§ **Exercise instructions**:
Report every line of the records that contains the word "block", copying each such line in full.

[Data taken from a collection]
┄┄┄┄┄┄┄┄┄┄

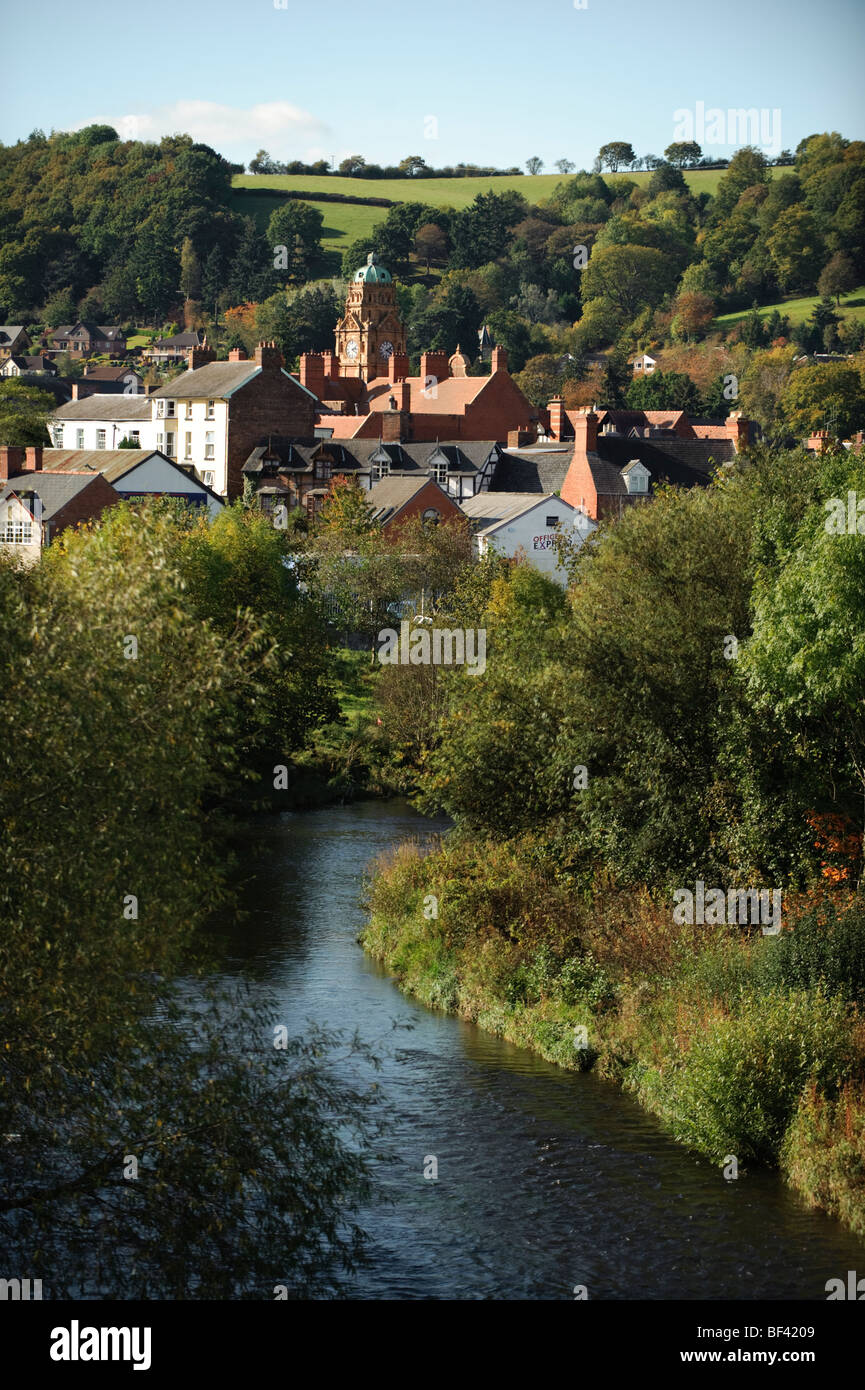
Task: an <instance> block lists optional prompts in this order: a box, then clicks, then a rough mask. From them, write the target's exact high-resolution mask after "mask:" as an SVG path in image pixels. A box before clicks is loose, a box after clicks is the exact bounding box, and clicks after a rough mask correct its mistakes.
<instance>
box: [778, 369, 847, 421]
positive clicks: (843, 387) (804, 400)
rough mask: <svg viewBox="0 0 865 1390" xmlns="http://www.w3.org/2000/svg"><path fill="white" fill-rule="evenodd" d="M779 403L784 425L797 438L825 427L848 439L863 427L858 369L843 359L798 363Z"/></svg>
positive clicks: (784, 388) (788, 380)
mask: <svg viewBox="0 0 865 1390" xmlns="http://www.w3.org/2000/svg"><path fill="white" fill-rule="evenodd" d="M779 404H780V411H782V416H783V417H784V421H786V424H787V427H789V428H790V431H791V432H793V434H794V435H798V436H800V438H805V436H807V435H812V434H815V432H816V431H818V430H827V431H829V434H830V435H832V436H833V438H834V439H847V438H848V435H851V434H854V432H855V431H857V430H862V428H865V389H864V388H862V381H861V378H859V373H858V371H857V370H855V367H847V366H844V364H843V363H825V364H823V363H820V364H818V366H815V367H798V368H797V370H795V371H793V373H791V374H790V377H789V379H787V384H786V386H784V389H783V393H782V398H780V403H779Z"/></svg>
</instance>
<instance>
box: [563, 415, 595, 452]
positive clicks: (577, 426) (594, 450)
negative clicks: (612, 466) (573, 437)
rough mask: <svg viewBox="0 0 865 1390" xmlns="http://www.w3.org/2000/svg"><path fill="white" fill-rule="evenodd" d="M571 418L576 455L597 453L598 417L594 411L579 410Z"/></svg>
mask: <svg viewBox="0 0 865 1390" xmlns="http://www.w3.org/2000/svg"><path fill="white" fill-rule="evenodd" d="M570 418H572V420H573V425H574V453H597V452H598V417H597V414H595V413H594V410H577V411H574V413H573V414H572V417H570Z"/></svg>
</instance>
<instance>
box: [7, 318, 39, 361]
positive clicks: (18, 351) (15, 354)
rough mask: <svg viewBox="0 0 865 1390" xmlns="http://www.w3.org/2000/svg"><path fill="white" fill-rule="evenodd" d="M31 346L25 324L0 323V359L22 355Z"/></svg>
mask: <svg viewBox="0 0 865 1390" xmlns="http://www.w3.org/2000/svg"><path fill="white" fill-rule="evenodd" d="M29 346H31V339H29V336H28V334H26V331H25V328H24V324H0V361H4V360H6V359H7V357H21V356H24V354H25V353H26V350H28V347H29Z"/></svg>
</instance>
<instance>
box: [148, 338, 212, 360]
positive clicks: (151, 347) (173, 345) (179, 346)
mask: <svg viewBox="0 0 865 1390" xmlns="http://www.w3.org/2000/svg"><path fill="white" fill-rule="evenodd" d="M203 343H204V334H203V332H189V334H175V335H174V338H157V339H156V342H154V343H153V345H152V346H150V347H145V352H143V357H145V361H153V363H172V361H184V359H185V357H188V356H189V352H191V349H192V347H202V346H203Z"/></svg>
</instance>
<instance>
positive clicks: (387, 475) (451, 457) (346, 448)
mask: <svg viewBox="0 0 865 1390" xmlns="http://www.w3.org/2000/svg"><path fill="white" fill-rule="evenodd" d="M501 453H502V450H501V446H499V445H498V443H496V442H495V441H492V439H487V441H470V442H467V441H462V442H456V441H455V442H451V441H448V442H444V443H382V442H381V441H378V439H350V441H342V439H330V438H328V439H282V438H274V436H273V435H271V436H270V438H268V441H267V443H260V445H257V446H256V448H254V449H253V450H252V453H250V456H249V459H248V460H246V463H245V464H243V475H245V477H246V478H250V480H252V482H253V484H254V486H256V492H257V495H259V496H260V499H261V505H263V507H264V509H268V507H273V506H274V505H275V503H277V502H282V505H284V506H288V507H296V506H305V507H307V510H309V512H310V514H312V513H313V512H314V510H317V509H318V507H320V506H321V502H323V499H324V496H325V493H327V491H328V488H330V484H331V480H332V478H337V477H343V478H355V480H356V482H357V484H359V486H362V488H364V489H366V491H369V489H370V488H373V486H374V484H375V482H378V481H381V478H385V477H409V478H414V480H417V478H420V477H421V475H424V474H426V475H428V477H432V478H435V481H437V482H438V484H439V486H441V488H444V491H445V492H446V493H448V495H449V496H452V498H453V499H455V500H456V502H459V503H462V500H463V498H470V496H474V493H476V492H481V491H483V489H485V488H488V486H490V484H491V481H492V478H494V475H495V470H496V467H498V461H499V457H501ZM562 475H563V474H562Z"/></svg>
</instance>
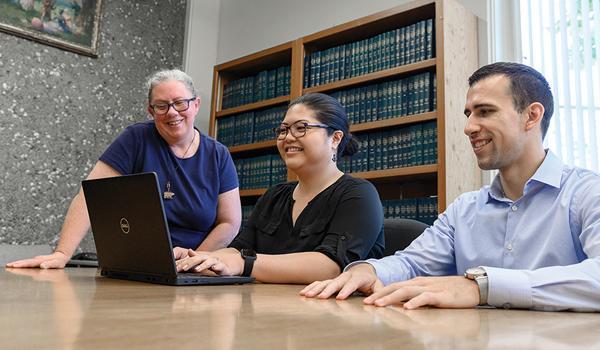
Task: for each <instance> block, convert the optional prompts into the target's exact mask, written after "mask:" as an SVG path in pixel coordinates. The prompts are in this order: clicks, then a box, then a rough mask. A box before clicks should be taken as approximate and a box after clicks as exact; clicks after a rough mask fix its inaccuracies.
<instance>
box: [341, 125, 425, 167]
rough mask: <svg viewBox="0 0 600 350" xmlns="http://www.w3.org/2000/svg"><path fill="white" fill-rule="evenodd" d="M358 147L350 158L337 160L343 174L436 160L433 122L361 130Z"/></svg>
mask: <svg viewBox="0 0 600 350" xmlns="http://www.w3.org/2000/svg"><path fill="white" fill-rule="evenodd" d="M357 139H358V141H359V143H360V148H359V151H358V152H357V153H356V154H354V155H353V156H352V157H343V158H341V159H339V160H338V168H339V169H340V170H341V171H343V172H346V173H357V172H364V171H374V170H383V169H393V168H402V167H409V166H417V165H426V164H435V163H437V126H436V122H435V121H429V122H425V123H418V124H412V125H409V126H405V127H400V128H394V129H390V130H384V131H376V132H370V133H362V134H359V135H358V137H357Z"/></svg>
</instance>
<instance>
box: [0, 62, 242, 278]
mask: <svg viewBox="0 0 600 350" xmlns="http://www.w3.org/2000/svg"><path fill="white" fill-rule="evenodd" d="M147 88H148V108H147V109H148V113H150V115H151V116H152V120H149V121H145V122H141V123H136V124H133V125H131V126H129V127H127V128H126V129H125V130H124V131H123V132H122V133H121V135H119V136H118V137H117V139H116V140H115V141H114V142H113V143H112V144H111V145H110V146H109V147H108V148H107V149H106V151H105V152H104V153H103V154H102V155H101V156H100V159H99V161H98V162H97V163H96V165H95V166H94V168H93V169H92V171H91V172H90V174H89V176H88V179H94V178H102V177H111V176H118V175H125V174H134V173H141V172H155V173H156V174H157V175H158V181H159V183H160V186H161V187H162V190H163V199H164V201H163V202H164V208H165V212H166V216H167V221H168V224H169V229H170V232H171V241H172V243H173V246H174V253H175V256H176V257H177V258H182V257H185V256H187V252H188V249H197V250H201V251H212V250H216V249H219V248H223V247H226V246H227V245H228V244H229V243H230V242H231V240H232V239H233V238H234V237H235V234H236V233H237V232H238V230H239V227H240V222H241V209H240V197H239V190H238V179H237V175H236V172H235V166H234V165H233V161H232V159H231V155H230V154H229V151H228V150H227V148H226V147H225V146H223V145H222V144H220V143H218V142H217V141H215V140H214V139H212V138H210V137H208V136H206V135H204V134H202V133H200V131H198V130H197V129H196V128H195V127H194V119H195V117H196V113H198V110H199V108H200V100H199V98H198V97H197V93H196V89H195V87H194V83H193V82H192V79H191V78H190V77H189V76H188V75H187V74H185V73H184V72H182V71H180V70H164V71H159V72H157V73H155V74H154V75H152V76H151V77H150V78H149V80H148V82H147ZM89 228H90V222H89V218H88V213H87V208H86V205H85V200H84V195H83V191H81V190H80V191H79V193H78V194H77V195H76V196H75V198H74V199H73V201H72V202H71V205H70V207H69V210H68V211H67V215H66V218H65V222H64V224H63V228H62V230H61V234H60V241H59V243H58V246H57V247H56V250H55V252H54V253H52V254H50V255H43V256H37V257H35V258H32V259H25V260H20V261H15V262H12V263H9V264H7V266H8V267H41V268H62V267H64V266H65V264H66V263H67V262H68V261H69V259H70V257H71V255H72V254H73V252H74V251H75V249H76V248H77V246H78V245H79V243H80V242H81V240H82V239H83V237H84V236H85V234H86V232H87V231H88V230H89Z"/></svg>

┄┄┄┄┄┄┄┄┄┄

§ **Result of this task**:
Task: an <instance> block lists optional prompts in this order: a box, then clicks, then a rough mask. From them, write the target's exact high-resolution mask after "mask:" as an SVG path in image pixels. A box before clicks is loose, a box after clicks is the exact bounding box, and clicks after a rough mask correct its mistakes.
Task: for each <instance> block, convert the optional prompts into the target's exact mask, written after "mask:" as an SVG path in pixel coordinates. The prompts are in this order: clicks, then a box, then a rough mask. A box before clicks should be taken as approximate and a box after clicks as exact; clicks after a rough mask fix its inaccuracies.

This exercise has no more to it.